◆ **WHAT THE TASK ASKS**
Convert every line of the records below into a JSON list of strings, one string per line, and omit blank lines.

◆ **GIVEN DATA**

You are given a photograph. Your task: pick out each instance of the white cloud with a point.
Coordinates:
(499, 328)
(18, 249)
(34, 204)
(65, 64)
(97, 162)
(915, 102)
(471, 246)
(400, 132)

◆ **SOLUTION TO THIS TASK**
[
  "You are given a photograph. Your task: pick out each instance of the white cloud with a point.",
  "Coordinates:",
  "(499, 328)",
  "(18, 249)",
  "(34, 204)",
  "(65, 64)",
  "(97, 162)",
  "(915, 102)",
  "(471, 246)",
  "(400, 132)"
]